==== SELECTED TEXT ====

The first phase of the study will focus on safety and include 18 to 24 women who have already been diagnosed with triple negative breast cancer and treated with standard therapies, which include chemotherapy, surgery and DNA-interfering drugs that inhibit cancer cells’ ability to copy their genes and grow. They will receive three doses of the experimental vaccine, two weeks apart, and Budd and his team will look for side effects and determine whether the participants produce any immune response directed against the cancer targets. Budd’s team will also see if the women’s cancer returns.
Ultimately, he says, if this early phase indicates the vaccine is safe and shows promise in triggering an anti-cancer immune response, the study will expand to include women at high risk of developing triple negative cancer, but who haven’t been diagnosed yet, to see if immunizing them could help prevent the cancer from occurring in the first place. Women with BRCA1 mutations as well as Black and Hispanic women are more likely to develop triple negative cancers, so including these women in the study will help demonstrate how effective the vaccine might be.
“I would say this could be game changing,” says Budd of the approach. While others have tried to develop breast cancer vaccines, targeted against some of the more common features of breast cancer cells like the HER2 receptor, those efforts haven’t led to dramatic success yet. That may have to do with the fact that the vaccine targets things on the breast cancer cells that also appear on healthy cells, which makes them more toxic and less efficient in blocking tumors from growing.

====

_TASKS TO CARRY OUT_
(a) Retype everything from "Ultimately, he says, if" down to "vaccine might be." in the passage on the breast cancer vaccine trial, word for word.
(b) Extend the passage on the breast cancer vaccine trial, picking up right after its last sentence.

==== SUPPLIED ENTRIES ====

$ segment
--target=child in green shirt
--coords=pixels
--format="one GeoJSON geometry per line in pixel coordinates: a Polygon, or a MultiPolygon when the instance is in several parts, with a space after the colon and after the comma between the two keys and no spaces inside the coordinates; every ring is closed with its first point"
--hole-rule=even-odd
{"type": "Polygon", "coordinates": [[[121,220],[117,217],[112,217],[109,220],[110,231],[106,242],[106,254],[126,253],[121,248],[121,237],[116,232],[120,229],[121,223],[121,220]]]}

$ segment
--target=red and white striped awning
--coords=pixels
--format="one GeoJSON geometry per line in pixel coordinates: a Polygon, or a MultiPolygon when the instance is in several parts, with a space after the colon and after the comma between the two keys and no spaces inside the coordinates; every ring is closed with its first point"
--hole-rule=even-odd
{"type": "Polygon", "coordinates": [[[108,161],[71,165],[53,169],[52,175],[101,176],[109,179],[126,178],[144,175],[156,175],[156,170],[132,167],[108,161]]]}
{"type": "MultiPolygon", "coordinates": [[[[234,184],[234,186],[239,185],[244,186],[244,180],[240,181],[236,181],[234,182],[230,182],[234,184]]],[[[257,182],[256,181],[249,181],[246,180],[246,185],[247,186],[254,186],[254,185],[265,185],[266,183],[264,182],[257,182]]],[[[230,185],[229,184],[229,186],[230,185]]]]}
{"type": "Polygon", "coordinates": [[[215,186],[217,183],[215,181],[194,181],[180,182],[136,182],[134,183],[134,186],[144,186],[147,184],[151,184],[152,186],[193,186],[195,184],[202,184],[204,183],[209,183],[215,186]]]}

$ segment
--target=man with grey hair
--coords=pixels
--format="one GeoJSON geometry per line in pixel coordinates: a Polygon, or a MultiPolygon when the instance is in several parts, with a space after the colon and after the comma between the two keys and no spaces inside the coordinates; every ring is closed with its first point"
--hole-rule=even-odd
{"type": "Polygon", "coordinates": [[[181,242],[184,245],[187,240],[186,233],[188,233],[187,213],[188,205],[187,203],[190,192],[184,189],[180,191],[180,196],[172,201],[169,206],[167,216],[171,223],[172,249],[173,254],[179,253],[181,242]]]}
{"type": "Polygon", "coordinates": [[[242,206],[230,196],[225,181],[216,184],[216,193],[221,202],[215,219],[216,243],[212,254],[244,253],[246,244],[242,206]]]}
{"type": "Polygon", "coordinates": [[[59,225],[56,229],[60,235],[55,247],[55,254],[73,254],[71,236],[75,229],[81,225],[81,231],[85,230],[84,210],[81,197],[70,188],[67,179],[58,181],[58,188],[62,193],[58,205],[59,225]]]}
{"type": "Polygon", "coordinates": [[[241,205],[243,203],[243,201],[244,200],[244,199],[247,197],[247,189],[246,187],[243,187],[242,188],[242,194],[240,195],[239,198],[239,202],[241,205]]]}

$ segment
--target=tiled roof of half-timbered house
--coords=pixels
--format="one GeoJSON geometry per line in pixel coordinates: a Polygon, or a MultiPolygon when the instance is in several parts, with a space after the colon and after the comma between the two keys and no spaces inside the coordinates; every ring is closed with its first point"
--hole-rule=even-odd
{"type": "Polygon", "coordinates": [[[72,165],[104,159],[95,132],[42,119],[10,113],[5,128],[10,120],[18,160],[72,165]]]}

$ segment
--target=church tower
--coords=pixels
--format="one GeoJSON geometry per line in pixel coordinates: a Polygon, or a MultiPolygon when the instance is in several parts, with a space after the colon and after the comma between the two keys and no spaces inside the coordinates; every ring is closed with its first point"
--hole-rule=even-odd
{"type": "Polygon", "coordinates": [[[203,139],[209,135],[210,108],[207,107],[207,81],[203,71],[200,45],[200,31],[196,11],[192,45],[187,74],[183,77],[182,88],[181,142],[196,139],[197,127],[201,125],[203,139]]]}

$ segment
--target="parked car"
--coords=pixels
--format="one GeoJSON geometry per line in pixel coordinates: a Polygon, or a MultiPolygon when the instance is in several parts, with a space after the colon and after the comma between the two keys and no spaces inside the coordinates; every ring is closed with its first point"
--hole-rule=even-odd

====
==== SUPPLIED ENTRIES ====

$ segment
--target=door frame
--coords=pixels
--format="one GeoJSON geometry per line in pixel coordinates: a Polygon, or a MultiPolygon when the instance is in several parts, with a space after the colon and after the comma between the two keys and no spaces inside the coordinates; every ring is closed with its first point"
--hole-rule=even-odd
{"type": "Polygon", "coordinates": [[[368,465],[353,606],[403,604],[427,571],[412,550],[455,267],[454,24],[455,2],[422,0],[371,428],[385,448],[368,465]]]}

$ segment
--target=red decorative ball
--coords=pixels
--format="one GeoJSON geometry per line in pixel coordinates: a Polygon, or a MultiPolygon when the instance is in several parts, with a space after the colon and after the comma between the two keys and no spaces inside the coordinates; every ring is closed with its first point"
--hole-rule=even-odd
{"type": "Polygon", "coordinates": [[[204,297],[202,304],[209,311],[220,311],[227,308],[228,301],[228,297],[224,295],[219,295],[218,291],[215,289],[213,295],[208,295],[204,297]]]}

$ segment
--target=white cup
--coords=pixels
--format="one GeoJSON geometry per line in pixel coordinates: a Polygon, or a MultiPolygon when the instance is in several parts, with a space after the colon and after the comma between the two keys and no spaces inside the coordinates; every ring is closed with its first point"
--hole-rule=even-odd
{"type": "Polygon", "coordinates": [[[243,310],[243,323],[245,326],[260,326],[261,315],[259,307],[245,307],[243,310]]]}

====

_EXPECTED RESPONSES_
(a)
Ultimately, he says, if this early phase indicates the vaccine is safe and shows promise in triggering an anti-cancer immune response, the study will expand to include women at high risk of developing triple negative cancer, but who haven’t been diagnosed yet, to see if immunizing them could help prevent the cancer from occurring in the first place. Women with BRCA1 mutations as well as Black and Hispanic women are more likely to develop triple negative cancers, so including these women in the study will help demonstrate how effective the vaccine might be.

(b)
The vaccine Budd is testing was based on work by his Cleveland Clinic colleague and immunologist Vincent Tuohy. It targets a never-before-tried breast cancer protein called alpha lactalbumin, which breast cells actively express only when a woman is lactating. If she’s no longer lactating, the gene for the protein goes silent, and the protein isn’t produced. It turns out, however, that 70% of triple negative breast cancers actively produce this protein, which makes it a reasonable target for the immune system. Tuohy showed in studies with mice that training the immune system to recognize this protein with a vaccine effectively preventing tumors from forming, and also slowed growth of existing breast tumors in the animals.
That data convinced the Food and Drug Administration to support the first studies in humans, which Budd is leading. With funding from the Department of Defense, his team is now recruiting women with triple negative breast cancer who are in remission and treating them to see if the vaccine is safe, and, hopefully, if it can prevent recurrence of their disease.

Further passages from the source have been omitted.